With both ends included, repeat exactly the lines of the entries below from the one containing "Query: ceiling fan light fixture" down to the one containing "Query: white pillow", and no others.

:: Supplied data ::

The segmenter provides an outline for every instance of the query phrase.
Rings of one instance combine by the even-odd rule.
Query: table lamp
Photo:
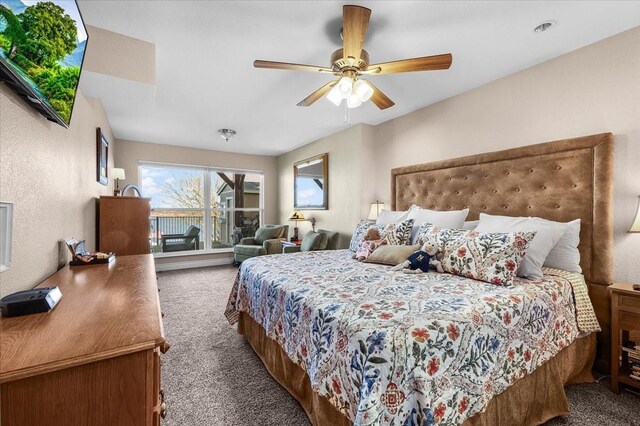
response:
[[[631,224],[631,228],[627,232],[640,232],[640,196],[638,197],[638,209],[636,210],[636,218]]]
[[[113,195],[116,197],[120,195],[120,179],[124,179],[124,169],[113,168],[111,169],[111,179],[116,181],[116,187],[113,190]]]
[[[302,214],[302,212],[299,212],[298,210],[294,210],[290,215],[289,215],[289,219],[290,221],[294,222],[295,225],[293,227],[293,237],[291,237],[291,241],[298,241],[300,238],[298,237],[298,222],[301,222],[303,220],[306,220],[304,218],[304,215]]]
[[[380,215],[380,212],[384,209],[384,203],[378,200],[376,200],[375,203],[371,203],[371,210],[369,210],[369,217],[367,217],[367,220],[376,220]]]

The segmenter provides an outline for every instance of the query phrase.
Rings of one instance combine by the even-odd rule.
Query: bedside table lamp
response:
[[[380,212],[384,209],[384,203],[381,203],[378,200],[376,200],[375,203],[371,203],[371,210],[369,210],[369,217],[367,217],[367,220],[375,221],[380,215]]]
[[[631,228],[627,232],[640,232],[640,196],[638,197],[638,209],[636,210],[636,218],[631,224]]]
[[[294,210],[290,215],[289,215],[289,219],[290,221],[294,222],[295,225],[293,227],[293,237],[291,237],[291,241],[298,241],[300,238],[298,237],[298,222],[302,222],[304,220],[306,220],[304,218],[304,215],[302,214],[302,212],[299,212],[298,210]]]
[[[120,179],[124,179],[124,169],[113,168],[111,169],[111,179],[116,181],[116,187],[113,190],[113,195],[120,195]]]

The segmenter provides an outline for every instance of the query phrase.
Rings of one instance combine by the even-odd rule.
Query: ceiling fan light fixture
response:
[[[338,89],[338,85],[333,86],[333,89],[327,93],[327,99],[329,99],[335,106],[340,106],[344,98],[345,96],[342,94],[340,89]]]
[[[365,80],[358,80],[353,85],[353,92],[358,96],[360,102],[367,102],[373,96],[373,87]]]
[[[346,98],[347,96],[349,96],[349,93],[351,93],[351,89],[353,88],[353,80],[351,79],[351,77],[344,76],[338,81],[336,87],[338,88],[338,90],[340,90],[342,96]]]
[[[347,106],[349,108],[358,108],[360,105],[362,105],[362,101],[358,97],[358,94],[352,92],[347,98]]]

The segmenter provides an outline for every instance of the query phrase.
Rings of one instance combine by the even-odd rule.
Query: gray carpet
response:
[[[310,424],[297,401],[224,318],[236,272],[212,267],[158,273],[171,344],[162,365],[165,426]],[[568,386],[571,414],[545,426],[640,426],[640,397],[615,395],[607,384]]]

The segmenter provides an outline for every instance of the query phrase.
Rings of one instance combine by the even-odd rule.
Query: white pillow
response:
[[[480,223],[479,220],[465,221],[464,224],[462,225],[462,229],[466,229],[467,231],[473,231],[474,229],[476,229],[479,223]]]
[[[407,215],[407,219],[413,219],[411,244],[416,243],[418,231],[425,223],[431,223],[438,228],[460,229],[468,214],[469,209],[438,211],[412,207]]]
[[[476,232],[529,232],[536,236],[529,243],[527,254],[518,267],[517,275],[529,279],[542,278],[542,265],[549,252],[565,232],[565,225],[538,217],[493,216],[480,213],[480,223]]]
[[[381,210],[378,218],[376,219],[376,225],[389,225],[391,223],[402,222],[407,218],[409,210],[406,211],[394,211],[394,210]]]
[[[565,231],[560,240],[558,240],[556,245],[553,246],[549,252],[543,266],[581,274],[580,250],[578,250],[578,245],[580,244],[580,219],[572,220],[567,223],[553,223],[564,225]]]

:::

Exercise output:
Query: ceiling fan light fixture
response:
[[[338,89],[338,85],[333,86],[333,89],[327,93],[327,99],[329,99],[335,106],[340,106],[344,98],[345,96],[342,94],[340,89]]]
[[[365,80],[358,80],[353,85],[353,92],[358,96],[360,102],[367,102],[373,96],[373,87]]]
[[[346,98],[347,96],[349,96],[349,93],[351,93],[351,89],[353,88],[353,80],[351,79],[351,77],[344,76],[338,81],[336,87],[338,88],[338,90],[340,90],[342,96]]]
[[[347,106],[349,108],[358,108],[360,105],[362,105],[362,101],[358,97],[358,94],[352,92],[347,98]]]

The segmenter provides an outline for every instance of the query phrase.
Rings of one instance combine by the even-odd rule.
Query: gray carpet
response:
[[[310,424],[297,401],[224,318],[236,272],[212,267],[158,273],[171,344],[162,365],[165,426]],[[568,386],[571,414],[545,426],[640,426],[640,397],[615,395],[607,384]]]

The segmenter provides an outline for every instance of the query phrase.
Rings of one instance combine by the even-odd rule.
Query: white pillow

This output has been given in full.